§ Task to complete
How many lines below contain the string "green"? Give only the number.

Entries from a pointing dataset

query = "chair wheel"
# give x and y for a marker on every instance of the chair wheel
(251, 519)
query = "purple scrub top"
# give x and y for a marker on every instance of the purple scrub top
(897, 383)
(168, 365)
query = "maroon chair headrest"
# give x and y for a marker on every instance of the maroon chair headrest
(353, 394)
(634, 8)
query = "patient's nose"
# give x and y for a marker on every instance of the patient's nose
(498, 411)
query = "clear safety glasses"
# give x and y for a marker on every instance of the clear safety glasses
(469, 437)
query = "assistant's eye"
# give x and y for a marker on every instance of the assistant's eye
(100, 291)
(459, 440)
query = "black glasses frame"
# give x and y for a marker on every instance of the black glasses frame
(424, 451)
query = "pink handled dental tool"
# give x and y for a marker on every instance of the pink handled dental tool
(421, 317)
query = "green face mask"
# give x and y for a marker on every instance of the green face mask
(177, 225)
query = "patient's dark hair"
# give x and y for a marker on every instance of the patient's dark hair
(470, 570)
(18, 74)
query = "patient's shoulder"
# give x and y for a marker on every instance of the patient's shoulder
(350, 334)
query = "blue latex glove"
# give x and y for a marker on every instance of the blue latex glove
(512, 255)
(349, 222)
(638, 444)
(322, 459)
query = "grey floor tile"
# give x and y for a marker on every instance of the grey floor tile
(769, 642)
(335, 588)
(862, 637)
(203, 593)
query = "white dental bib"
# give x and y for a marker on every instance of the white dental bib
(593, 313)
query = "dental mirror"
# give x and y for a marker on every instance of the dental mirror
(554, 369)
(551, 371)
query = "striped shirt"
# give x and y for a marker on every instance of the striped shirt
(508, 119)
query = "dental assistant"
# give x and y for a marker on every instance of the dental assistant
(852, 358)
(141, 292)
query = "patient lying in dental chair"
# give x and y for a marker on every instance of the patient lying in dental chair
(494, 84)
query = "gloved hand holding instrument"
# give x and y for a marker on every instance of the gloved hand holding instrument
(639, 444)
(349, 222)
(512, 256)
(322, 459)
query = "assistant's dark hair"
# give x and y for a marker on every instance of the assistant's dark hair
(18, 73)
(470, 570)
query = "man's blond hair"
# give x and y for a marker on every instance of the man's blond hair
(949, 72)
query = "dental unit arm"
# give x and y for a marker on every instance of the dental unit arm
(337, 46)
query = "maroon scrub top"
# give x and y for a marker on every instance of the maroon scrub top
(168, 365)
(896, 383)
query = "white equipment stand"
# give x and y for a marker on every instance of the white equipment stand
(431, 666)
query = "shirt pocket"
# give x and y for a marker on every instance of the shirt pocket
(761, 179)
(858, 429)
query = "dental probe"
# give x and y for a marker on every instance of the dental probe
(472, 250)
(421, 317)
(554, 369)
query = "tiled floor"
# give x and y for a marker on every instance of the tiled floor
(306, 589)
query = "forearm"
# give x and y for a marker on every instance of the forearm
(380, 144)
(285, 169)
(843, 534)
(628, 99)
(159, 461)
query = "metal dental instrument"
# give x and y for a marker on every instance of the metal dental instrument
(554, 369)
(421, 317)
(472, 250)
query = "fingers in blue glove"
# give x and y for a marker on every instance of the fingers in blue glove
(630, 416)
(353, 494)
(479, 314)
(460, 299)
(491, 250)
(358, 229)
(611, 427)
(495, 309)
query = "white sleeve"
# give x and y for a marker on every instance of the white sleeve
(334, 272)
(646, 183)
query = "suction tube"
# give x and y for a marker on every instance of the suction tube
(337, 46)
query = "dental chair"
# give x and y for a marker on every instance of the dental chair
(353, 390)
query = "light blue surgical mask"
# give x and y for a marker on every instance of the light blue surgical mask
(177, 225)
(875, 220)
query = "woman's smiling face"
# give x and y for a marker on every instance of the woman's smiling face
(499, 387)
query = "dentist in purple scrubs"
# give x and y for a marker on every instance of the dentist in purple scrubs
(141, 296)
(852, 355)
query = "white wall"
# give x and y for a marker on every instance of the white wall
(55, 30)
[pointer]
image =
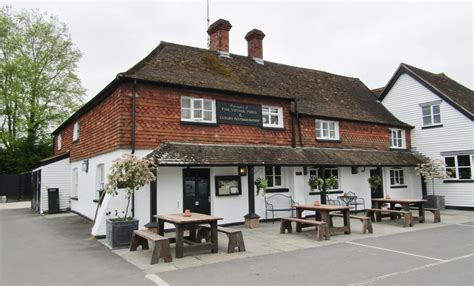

§ Answer to this task
2